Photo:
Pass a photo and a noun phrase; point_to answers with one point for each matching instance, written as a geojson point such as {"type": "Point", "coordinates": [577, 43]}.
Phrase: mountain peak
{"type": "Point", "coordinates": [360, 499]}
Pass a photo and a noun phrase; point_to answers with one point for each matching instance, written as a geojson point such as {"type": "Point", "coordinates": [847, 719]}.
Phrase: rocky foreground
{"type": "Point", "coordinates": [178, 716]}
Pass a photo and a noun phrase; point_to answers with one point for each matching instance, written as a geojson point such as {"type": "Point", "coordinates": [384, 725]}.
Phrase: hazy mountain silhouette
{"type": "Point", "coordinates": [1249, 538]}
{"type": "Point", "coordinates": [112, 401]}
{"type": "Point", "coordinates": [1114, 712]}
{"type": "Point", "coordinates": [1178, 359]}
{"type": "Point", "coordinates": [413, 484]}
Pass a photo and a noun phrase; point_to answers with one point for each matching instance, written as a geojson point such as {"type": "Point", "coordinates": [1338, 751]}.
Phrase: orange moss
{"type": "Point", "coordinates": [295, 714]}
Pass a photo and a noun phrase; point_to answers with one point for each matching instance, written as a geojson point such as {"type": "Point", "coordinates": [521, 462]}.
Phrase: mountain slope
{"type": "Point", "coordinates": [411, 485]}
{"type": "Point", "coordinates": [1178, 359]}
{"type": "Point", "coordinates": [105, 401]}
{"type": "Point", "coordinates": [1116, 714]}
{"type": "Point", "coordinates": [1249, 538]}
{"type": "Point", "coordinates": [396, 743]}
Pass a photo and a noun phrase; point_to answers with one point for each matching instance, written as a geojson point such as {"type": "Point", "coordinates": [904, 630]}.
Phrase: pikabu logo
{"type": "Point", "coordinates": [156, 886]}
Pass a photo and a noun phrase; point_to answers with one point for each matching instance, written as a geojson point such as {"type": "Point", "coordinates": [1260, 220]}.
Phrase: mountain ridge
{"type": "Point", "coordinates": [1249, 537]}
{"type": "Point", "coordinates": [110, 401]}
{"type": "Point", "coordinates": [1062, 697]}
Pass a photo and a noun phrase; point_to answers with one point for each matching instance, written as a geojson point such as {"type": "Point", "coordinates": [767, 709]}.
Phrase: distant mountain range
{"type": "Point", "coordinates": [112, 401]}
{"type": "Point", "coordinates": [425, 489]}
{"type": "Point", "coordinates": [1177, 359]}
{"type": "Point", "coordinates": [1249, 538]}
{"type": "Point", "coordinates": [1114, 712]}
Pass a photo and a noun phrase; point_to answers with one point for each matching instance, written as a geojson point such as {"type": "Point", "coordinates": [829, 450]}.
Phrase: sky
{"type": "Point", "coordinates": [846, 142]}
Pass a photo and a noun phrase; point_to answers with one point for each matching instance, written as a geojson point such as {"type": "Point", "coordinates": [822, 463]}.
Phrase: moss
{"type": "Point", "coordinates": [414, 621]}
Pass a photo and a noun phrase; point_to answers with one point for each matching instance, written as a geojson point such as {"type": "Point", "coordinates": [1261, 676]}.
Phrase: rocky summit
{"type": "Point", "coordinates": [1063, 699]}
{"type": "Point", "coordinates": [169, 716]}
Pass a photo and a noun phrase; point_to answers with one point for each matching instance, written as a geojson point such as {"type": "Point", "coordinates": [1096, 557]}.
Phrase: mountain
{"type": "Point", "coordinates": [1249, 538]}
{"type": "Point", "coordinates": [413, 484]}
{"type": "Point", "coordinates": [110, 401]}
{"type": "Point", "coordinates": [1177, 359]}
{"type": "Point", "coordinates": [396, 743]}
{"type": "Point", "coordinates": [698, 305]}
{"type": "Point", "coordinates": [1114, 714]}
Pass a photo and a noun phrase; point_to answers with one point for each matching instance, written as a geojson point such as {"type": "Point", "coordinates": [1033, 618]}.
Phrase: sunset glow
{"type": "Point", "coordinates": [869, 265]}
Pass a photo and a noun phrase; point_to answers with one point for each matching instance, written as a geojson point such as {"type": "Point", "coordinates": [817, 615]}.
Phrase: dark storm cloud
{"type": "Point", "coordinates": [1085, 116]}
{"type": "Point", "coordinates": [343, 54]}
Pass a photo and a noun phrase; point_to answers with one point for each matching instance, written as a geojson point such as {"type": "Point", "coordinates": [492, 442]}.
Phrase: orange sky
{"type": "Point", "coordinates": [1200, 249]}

EXERCISE: Retype the data in full and match it exactly.

SOLUTION TO THIS EXERCISE:
Photo:
Pass a photo and a noun phrase; point_to answers with one point for each matching instance, written as a geojson point such as {"type": "Point", "coordinates": [577, 43]}.
Phrase: mountain peak
{"type": "Point", "coordinates": [360, 499]}
Pass a photo and a noun phrase; point_to answers with one point for each matching instance, written as a geojson point such as {"type": "Point", "coordinates": [847, 719]}.
Phrase: rocky foreground
{"type": "Point", "coordinates": [178, 716]}
Pass a photo and a noun phrase; point_to answers with one point for each matching instance, written as a geojson point such as {"type": "Point", "coordinates": [384, 725]}.
Phrase: hazy mountain silhouette
{"type": "Point", "coordinates": [1249, 538]}
{"type": "Point", "coordinates": [112, 401]}
{"type": "Point", "coordinates": [1114, 712]}
{"type": "Point", "coordinates": [1178, 359]}
{"type": "Point", "coordinates": [413, 484]}
Pass a photo and a noun phrase; point_to answers with one point for each matching instance, written as a geojson point such as {"type": "Point", "coordinates": [1338, 751]}.
Phrase: orange moss
{"type": "Point", "coordinates": [295, 714]}
Pass a photo and a noun phrase; point_to answers with one point for each matching instance, written as a geojson point such as {"type": "Point", "coordinates": [521, 462]}.
Phrase: mountain slope
{"type": "Point", "coordinates": [411, 485]}
{"type": "Point", "coordinates": [1178, 359]}
{"type": "Point", "coordinates": [105, 401]}
{"type": "Point", "coordinates": [1116, 714]}
{"type": "Point", "coordinates": [1249, 538]}
{"type": "Point", "coordinates": [396, 743]}
Pass a photo and a noun phrase; point_to answers with one point for each matching instance, written as a geojson point such as {"type": "Point", "coordinates": [904, 630]}.
Phrase: pikabu logo
{"type": "Point", "coordinates": [156, 886]}
Pass a photo and a noun phrase; point_to answers with one point for each matching instance, written as a geojson point such as {"type": "Point", "coordinates": [1260, 220]}.
Phrase: mountain ridge
{"type": "Point", "coordinates": [1249, 537]}
{"type": "Point", "coordinates": [110, 401]}
{"type": "Point", "coordinates": [1062, 697]}
Pass a photo and a noun phrase; point_to answers with one point for each matching instance, written as a geojson point such as {"type": "Point", "coordinates": [767, 709]}.
Phrase: distant mountain range
{"type": "Point", "coordinates": [112, 401]}
{"type": "Point", "coordinates": [425, 489]}
{"type": "Point", "coordinates": [1177, 359]}
{"type": "Point", "coordinates": [1249, 538]}
{"type": "Point", "coordinates": [1114, 712]}
Pass a photo and a noun phrase; point_to answers with one point for each matching instance, written as a geojson point such as {"type": "Point", "coordinates": [829, 450]}.
Phrase: sky
{"type": "Point", "coordinates": [846, 142]}
Pass a photo and a noun phrase; point_to answers with one point for each matching instance, written as a geojson point such as {"type": "Point", "coordinates": [822, 463]}.
Phrase: moss
{"type": "Point", "coordinates": [414, 621]}
Pass a photo and a noun phrase; point_to answers with one point for each matching instance, written as a geojson point such as {"type": "Point", "coordinates": [1261, 676]}.
Phrase: rocky summit
{"type": "Point", "coordinates": [1063, 699]}
{"type": "Point", "coordinates": [169, 716]}
Pass a photo and a noun phrase; point_to answers with one point for each matching instance, written as a geojson point such as {"type": "Point", "coordinates": [1096, 557]}.
Phrase: mountain
{"type": "Point", "coordinates": [1249, 538]}
{"type": "Point", "coordinates": [413, 484]}
{"type": "Point", "coordinates": [110, 401]}
{"type": "Point", "coordinates": [1177, 359]}
{"type": "Point", "coordinates": [396, 743]}
{"type": "Point", "coordinates": [698, 305]}
{"type": "Point", "coordinates": [1114, 714]}
Pass a photo and a noun phrase; point_to answers with one point for each matching instance, written as a geojson point such as {"type": "Point", "coordinates": [1033, 618]}.
Phrase: sunset glow
{"type": "Point", "coordinates": [869, 265]}
Pass a photo and a noun phrase; point_to answers with one point for each matching instance, written as a geojson point such as {"type": "Point", "coordinates": [817, 615]}.
Phrase: dark storm cloud
{"type": "Point", "coordinates": [1085, 116]}
{"type": "Point", "coordinates": [343, 54]}
Pass a photo and a noun phrase; point_to answers with one point for each matching instance, written as a geojson point such as {"type": "Point", "coordinates": [492, 442]}.
Phrase: orange sky
{"type": "Point", "coordinates": [1200, 249]}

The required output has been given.